==== DOCUMENT EXTRACT
New Evidence For Ancient Life On Mars 186
siddesu writes in with "compelling" new data that chemical and fossil evidence of ancient microbial life on Mars was carried to Earth in a Martian meteorite. The finding is being highlighted by the same NASA team who made the initial discovery 13 years ago. Spaceflight Now has more details of the analysis.
Well (Score:3, Insightful)
This would certainly widen the belt for what we consider to be the "habitable" range, in our search for habitable exoplanets.
Re:Panspermia (Score:5, Insightful)
I'm rooting for independent evolution. It would make it far more likely that the universe is teaming with life. But unless we find current life on Mars, it may be hard to tell the difference.
Re:Mars origin (Score:3, Insightful)
Can someone explain to me why the set of meteorites are considered more likely to have originated on Mars than from an impact on Earth itself?
Are there Earth-origin ones known to distinguish them from, since debris from such an earth impact would more likely have orbits intersecting earth's, or is some other evidence used? I'm having trouble finding it.
========
==== DATA SHOWN
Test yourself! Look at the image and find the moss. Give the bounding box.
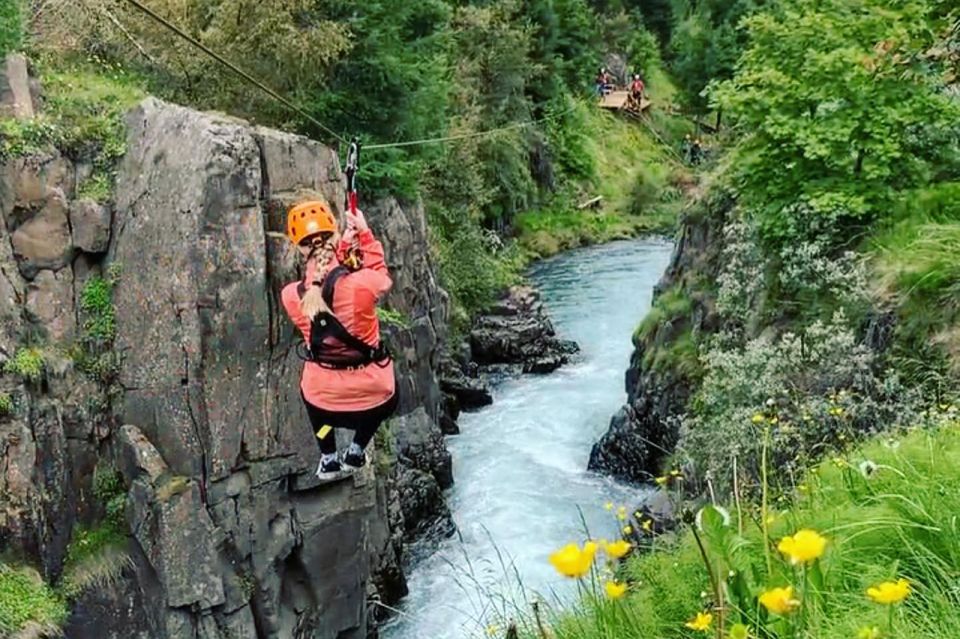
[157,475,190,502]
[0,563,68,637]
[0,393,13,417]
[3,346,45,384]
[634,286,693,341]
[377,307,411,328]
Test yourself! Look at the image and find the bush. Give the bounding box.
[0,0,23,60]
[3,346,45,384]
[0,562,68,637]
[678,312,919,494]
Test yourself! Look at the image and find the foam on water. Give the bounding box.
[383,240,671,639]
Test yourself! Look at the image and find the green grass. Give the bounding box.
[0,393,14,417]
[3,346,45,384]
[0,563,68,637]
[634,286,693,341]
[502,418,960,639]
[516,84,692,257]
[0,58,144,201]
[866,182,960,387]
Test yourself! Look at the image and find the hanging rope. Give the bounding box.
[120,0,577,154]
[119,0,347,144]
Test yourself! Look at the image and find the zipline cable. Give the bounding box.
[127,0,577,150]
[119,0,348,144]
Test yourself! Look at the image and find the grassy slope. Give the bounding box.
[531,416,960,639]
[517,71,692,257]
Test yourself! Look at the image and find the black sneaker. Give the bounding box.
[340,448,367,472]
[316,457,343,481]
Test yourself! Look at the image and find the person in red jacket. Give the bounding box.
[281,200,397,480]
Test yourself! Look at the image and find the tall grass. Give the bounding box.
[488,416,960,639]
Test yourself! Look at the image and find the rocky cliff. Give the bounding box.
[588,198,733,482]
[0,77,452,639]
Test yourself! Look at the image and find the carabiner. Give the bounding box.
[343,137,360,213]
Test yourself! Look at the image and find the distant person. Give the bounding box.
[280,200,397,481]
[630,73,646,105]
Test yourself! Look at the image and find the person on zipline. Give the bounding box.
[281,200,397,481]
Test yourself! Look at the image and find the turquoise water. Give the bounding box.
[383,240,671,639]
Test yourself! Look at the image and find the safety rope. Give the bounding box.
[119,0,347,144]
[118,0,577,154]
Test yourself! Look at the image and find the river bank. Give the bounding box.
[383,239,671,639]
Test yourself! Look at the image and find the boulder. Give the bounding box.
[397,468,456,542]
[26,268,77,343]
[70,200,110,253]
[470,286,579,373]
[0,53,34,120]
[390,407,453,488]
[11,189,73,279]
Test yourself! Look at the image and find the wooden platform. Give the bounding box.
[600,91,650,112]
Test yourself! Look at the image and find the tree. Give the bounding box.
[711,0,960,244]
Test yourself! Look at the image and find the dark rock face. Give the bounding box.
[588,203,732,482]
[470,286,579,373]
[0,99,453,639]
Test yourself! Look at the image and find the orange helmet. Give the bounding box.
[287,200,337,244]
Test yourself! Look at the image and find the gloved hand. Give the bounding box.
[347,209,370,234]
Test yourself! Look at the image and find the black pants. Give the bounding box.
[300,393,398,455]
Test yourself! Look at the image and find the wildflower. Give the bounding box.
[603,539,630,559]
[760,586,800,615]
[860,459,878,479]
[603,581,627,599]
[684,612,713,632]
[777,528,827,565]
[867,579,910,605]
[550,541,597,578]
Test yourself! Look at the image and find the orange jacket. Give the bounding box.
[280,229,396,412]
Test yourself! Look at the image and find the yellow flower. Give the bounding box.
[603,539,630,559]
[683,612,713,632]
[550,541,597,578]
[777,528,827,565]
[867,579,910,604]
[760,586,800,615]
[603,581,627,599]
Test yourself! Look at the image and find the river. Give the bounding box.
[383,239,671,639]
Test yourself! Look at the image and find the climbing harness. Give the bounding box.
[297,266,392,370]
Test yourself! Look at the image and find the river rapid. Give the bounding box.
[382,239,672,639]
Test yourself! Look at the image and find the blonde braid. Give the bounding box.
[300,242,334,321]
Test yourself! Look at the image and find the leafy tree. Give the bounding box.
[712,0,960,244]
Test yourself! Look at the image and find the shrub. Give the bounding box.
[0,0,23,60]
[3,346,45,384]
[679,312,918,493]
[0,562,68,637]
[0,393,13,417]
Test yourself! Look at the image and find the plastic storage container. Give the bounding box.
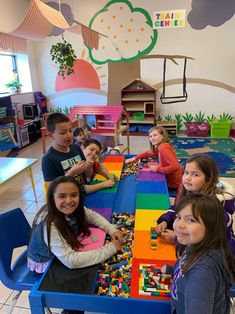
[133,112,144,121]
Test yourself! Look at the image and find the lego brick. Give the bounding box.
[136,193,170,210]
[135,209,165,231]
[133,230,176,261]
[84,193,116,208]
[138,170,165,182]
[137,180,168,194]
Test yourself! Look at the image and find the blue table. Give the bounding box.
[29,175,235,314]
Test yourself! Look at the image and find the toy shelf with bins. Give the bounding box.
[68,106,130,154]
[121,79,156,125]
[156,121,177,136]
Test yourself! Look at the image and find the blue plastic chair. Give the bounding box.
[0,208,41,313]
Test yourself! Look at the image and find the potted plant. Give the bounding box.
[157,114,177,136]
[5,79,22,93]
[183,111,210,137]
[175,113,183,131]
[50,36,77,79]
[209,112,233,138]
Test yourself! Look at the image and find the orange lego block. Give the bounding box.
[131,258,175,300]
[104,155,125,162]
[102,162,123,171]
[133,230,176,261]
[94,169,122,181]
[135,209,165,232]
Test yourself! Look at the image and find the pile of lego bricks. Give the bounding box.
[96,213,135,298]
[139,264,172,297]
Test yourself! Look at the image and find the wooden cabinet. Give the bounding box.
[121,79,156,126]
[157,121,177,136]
========
PROBLEMS TO WORK ON:
**A.** List the titles of the comments posted in the Mars meteorite discussion.
**B.** Resume the Mars meteorite discussion after its last sentence.
The rows have no part in this work.

ANSWERS TO THE TASKS:
**A.**
Well
Re:Panspermia
Re:Mars origin

**B.**
Got to actually read the articles. They explain the traces of atmosphere match Mars not the Earth. A number of other Mars meteors have been identified. The article even mentions two others with the same structures. Lots of good info if you read the articles. Once people throw in the towel and accept that there was or is life on Mars then the argument will be did it evolve there and is it part of the same evolutionary cycle as Earth? Those are the fights that will likely take decades and there may never be a clear answer. It's a massive question because if it did evolve independently then anywhere life could evolve it probably has evolved meaning there are millions of planets with life just in our Galaxy. I think within the next 20 years there will be a resolution to the question of life based on direct sampling but the second question of it's source will be a fight to the bitter end.
No wonder we look at Mars. (Score:2, Insightful)
It is our genes that push our kind to the Space, and it is our genes that are calling home. Wonderful thing that somewhere in our DNA strands lies our extraterrestial legacy.
It could be the nature that put us here. It must be our civilizational effort to get outta here... before we shred this planet to pieces.
Re:Panspermia (Score:5, Insightful)
Either case means the same thing, that life can travel and spread. It takes millions of years for a rock from mars to reach earth, and vice versa. If life can survive that journey, why couldn't it survive in some small way between stars, over billions of years.
If life once existed on Mars, it will exist now. It is highly unlikely the entire planet became 100% sterile. There will be pockets of life surviving the harsh climate.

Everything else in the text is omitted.